**Problem requirements:** A verbatim copy of the records is required, with all pictures left out.

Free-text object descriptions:
+ + + + +

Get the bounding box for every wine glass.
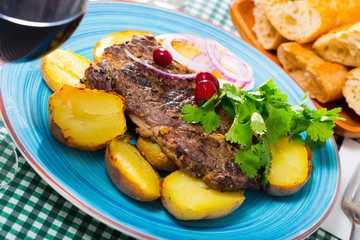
[0,0,89,63]
[0,0,88,189]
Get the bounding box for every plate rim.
[0,1,341,239]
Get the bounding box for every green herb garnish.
[181,79,343,183]
[181,94,220,132]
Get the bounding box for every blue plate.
[0,1,340,239]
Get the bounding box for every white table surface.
[321,137,360,239]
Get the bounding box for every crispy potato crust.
[48,85,126,150]
[105,136,161,201]
[41,49,91,92]
[161,170,245,220]
[262,136,313,196]
[137,137,178,171]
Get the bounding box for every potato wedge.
[48,84,126,150]
[105,136,161,201]
[136,137,177,171]
[161,170,245,220]
[41,49,91,92]
[262,136,313,196]
[93,30,155,63]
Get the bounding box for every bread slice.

+ + + + +

**Result below:**
Get the bounding box for every wine glass.
[0,0,89,63]
[0,0,88,189]
Get the bounding box for every plate rim.
[0,1,341,239]
Get the bounding box for every green herb garnish.
[181,79,343,183]
[181,94,220,132]
Get the bounding box for every blue plate.
[0,1,340,239]
Get the bounding box for every white table surface.
[321,137,360,239]
Get the bounding box for every crispy potato crust.
[48,85,126,150]
[105,136,161,201]
[41,49,91,92]
[161,170,245,220]
[262,136,313,196]
[137,137,178,171]
Get the bounding box for every potato wedge.
[48,84,126,150]
[105,136,161,201]
[136,137,177,171]
[161,170,245,220]
[41,49,91,92]
[262,136,313,196]
[93,30,155,63]
Get the bounding box for every bread slice.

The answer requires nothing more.